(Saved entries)
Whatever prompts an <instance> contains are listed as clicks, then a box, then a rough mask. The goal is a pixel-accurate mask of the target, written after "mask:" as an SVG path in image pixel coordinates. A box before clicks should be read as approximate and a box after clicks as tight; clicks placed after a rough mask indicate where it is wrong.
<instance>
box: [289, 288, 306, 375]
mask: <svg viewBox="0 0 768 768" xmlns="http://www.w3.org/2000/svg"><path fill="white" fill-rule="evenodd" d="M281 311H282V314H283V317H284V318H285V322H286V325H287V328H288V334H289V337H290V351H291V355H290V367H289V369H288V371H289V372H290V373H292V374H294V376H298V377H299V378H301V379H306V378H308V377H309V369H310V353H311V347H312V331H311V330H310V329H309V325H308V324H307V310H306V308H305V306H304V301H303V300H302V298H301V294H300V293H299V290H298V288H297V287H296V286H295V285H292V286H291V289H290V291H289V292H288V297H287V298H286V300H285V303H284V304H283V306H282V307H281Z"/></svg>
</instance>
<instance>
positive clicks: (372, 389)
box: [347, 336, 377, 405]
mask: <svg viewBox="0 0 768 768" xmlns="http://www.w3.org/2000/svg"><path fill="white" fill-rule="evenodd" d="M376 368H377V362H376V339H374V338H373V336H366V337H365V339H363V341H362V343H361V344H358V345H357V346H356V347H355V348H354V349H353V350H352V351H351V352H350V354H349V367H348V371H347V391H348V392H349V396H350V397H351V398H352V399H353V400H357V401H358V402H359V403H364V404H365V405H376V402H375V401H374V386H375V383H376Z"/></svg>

__Task directions__: Each entry must be set down exactly as it appears.

__The completed task__:
Whatever prompts an <instance> contains are listed as clicks, then a box, then a rough mask. The goal is a pixel-accurate mask of the target, written after "mask:" as an SVG path in image pixel coordinates. A box before clicks should be read as approximate and a box after clicks as tight; clicks placed after a rough mask indicate where it is wrong.
<instance>
box: [289, 288, 306, 375]
mask: <svg viewBox="0 0 768 768" xmlns="http://www.w3.org/2000/svg"><path fill="white" fill-rule="evenodd" d="M281 311H282V314H283V317H284V318H285V322H286V325H287V328H288V334H289V337H290V351H291V355H290V367H289V369H288V371H289V372H290V373H292V374H294V376H298V377H299V378H301V379H306V378H308V377H309V369H310V353H311V347H312V331H311V330H310V329H309V325H308V324H307V310H306V308H305V306H304V301H303V300H302V298H301V294H300V293H299V290H298V288H297V287H296V286H295V285H292V286H291V289H290V291H289V292H288V297H287V298H286V300H285V303H284V304H283V306H282V307H281Z"/></svg>
</instance>
<instance>
positive clicks: (372, 389)
box: [347, 336, 377, 405]
mask: <svg viewBox="0 0 768 768" xmlns="http://www.w3.org/2000/svg"><path fill="white" fill-rule="evenodd" d="M376 368H377V362H376V339H374V338H373V336H366V337H365V339H363V341H362V343H361V344H358V345H357V346H356V347H355V348H354V349H353V350H352V351H351V352H350V354H349V367H348V371H347V391H348V392H349V396H350V397H351V398H352V399H353V400H357V401H358V402H359V403H364V404H365V405H376V402H375V401H374V386H375V383H376Z"/></svg>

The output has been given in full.